This is part two of a three part series in which we'll seek to understand:
What areas in New York are most popular, have the best public transit connectivity, and offer the best amenities for their asking price?
If you haven't already, check out part one here to get caught up.
Looking ahead
In this article we'll cover the following:
- Using Terraform to provision the infrastructure for a serverless web crawler
- Setup a recursive serverless function
- Connecting to datastores and external systems
- Schedule a daily run for the crawl job
- Deploying the system to AWS
Recap
Thus far, we've put together and tested locally a configuration file that defines how the scraper will extract apartment listings from Craigslist. That configuration should look something like this:
// ./src/job.js
const { Client } = require('pg')
const moment = require('moment')
// non-configuration truncated for brevity
// see here for full file: https://github.com/achannarasappa/locust-examples/blob/master/apartment-listings/src/job.js
module.exports = {
extract: async ($, page) => transformListing({
'title': await $('.postingtitletext #titletextonly'),
'price': await $('.postingtitletext .price'),
'housing': await $('.postingtitletext .housing'),
'location': await $('.postingtitletext small'),
'datetime': await page.$eval('.postinginfo time', (el) => el.getAttribute('datetime')).catch(() => null),
'images': await page.$$eval('#thumbs .thumb', (elements) => elements.map((el) => el.getAttribute('href'))).catch(() => null),
'attributes': await page.$$eval('.mapAndAttrs p.attrgroup:not(:nth-of-type(1)) span', (elements) => elements.map((el) => el.textContent)).catch(() => null),
'google_maps_link': await page.$eval('.mapaddress a', (el) => el.getAttribute('href')).catch(() => null),
'description': await $('#postingbody'),
}),
after: async (jobResult, snapshot, stop) => {
if (isListingUrl(jobResult.response.url)) {
await saveListing(jobResult.data)

### DATA
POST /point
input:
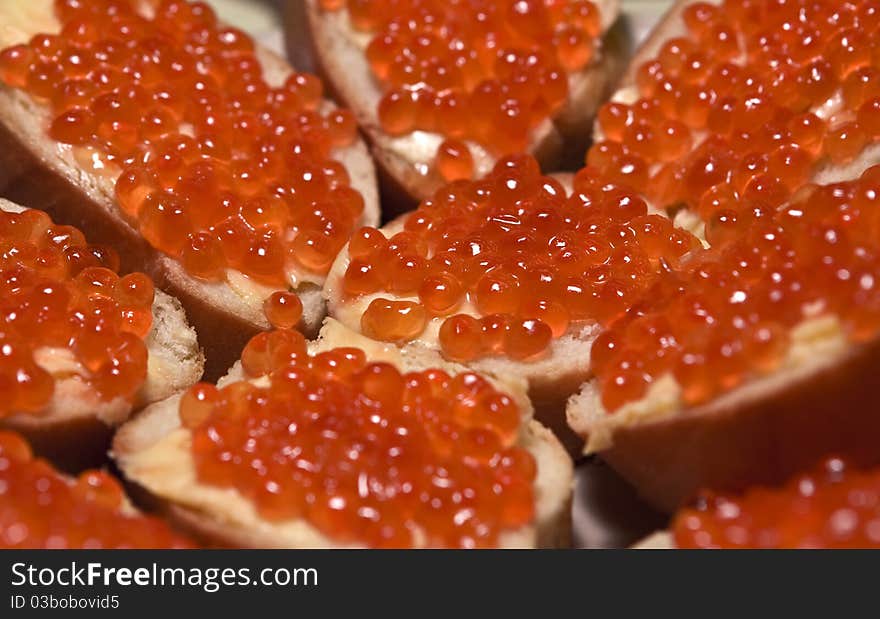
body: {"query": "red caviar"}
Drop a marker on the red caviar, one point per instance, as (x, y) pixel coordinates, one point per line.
(364, 453)
(486, 71)
(58, 292)
(747, 103)
(40, 508)
(726, 314)
(283, 309)
(519, 253)
(216, 167)
(832, 506)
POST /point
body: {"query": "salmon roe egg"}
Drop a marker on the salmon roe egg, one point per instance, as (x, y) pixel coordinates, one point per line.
(57, 293)
(725, 315)
(750, 101)
(363, 452)
(515, 247)
(216, 166)
(834, 505)
(486, 72)
(41, 508)
(283, 309)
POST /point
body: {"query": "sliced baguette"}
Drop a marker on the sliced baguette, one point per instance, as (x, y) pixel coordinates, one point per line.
(74, 430)
(404, 162)
(551, 379)
(661, 540)
(762, 432)
(152, 451)
(765, 431)
(37, 171)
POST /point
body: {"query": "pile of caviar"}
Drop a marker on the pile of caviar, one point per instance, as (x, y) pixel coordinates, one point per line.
(56, 291)
(516, 251)
(832, 506)
(747, 103)
(40, 508)
(217, 168)
(438, 61)
(365, 453)
(726, 314)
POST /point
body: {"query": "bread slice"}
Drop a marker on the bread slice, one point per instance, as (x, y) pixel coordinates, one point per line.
(37, 171)
(551, 379)
(152, 451)
(404, 162)
(661, 540)
(822, 401)
(761, 432)
(74, 430)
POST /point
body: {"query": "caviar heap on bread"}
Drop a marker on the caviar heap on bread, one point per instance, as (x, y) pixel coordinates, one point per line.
(445, 88)
(512, 273)
(746, 99)
(42, 508)
(79, 341)
(833, 505)
(219, 169)
(333, 447)
(762, 345)
(503, 265)
(728, 313)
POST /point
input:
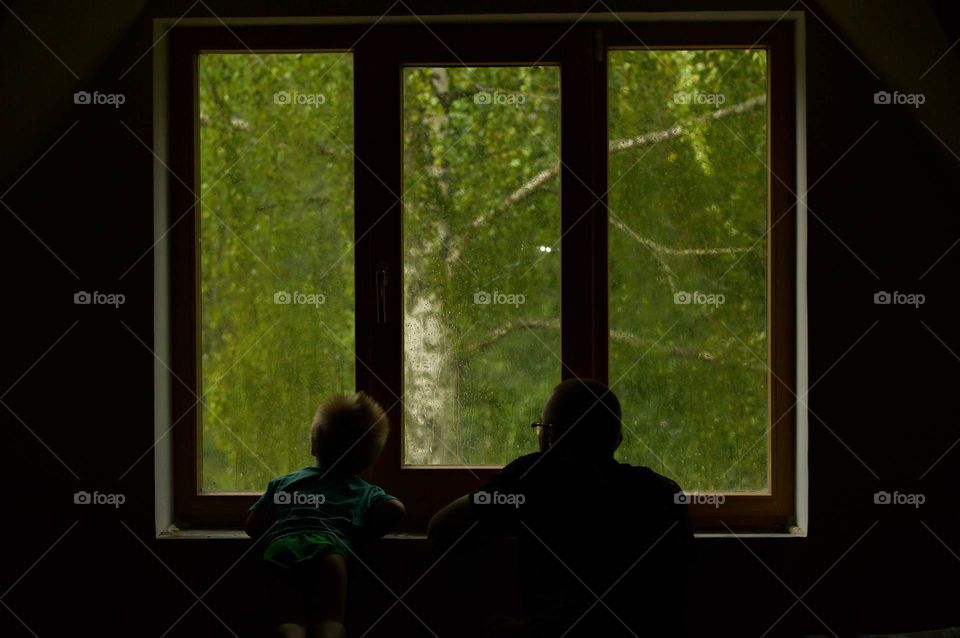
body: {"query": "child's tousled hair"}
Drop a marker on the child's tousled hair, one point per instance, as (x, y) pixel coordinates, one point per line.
(349, 432)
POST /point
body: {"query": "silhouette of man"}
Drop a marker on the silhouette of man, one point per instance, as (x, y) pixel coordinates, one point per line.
(604, 547)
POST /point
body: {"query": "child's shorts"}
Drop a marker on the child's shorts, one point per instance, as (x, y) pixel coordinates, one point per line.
(297, 550)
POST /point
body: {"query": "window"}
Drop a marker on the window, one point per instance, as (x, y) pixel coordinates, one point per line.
(454, 228)
(481, 260)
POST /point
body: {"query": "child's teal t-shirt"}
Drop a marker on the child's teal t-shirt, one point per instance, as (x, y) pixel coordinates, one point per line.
(313, 499)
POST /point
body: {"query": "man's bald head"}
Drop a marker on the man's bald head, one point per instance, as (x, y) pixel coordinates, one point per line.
(584, 416)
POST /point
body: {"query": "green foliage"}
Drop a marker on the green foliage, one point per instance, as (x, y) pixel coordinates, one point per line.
(481, 208)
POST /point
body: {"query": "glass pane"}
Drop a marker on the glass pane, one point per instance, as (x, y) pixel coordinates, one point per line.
(276, 257)
(482, 264)
(688, 263)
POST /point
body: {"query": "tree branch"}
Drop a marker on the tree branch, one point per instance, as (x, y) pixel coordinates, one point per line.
(539, 180)
(616, 336)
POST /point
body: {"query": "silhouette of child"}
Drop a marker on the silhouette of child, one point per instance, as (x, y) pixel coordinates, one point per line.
(310, 519)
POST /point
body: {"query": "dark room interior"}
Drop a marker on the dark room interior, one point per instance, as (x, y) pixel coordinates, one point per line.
(740, 217)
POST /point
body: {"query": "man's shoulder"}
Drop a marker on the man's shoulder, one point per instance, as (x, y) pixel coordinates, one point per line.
(643, 477)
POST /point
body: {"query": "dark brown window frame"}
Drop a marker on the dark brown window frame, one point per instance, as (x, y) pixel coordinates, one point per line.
(379, 54)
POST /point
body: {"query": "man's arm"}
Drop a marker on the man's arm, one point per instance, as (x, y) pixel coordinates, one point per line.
(451, 523)
(383, 518)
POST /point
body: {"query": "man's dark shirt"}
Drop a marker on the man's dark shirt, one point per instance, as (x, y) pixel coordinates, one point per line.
(588, 529)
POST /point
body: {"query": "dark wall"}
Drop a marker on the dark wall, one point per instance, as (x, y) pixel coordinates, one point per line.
(79, 389)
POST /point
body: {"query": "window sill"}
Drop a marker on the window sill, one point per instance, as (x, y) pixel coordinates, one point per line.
(174, 532)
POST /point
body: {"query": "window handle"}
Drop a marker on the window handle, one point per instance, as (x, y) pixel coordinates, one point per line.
(382, 296)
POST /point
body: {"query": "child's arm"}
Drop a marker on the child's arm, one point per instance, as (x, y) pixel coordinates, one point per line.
(383, 518)
(256, 523)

### REQUIRED ACTIONS
[A] Translate this sentence from the web crawler article into Spanish: "Thus far, we've put together and tested locally a configuration file that defines how the scraper will extract apartment listings from Craigslist."
[B] Write out the web crawler article verbatim from "If you haven't" up to and including "moment = require('moment')".
Work from the web crawler article alone.

### ANSWERS IN ORDER
[A] Hasta ahora, hemos preparado y probado localmente un archivo de configuración que define cómo el scraper extraerá los anuncios de apartamentos de Craigslist.

[B]
If you haven't already, check out part one here to get caught up.
Looking ahead
In this article we'll cover the following:
- Using Terraform to provision the infrastructure for a serverless web crawler
- Setup a recursive serverless function
- Connecting to datastores and external systems
- Schedule a daily run for the crawl job
- Deploying the system to AWS
Recap
Thus far, we've put together and tested locally a configuration file that defines how the scraper will extract apartment listings from Craigslist. That configuration should look something like this:
// ./src/job.js
const { Client } = require('pg')
const moment = require('moment')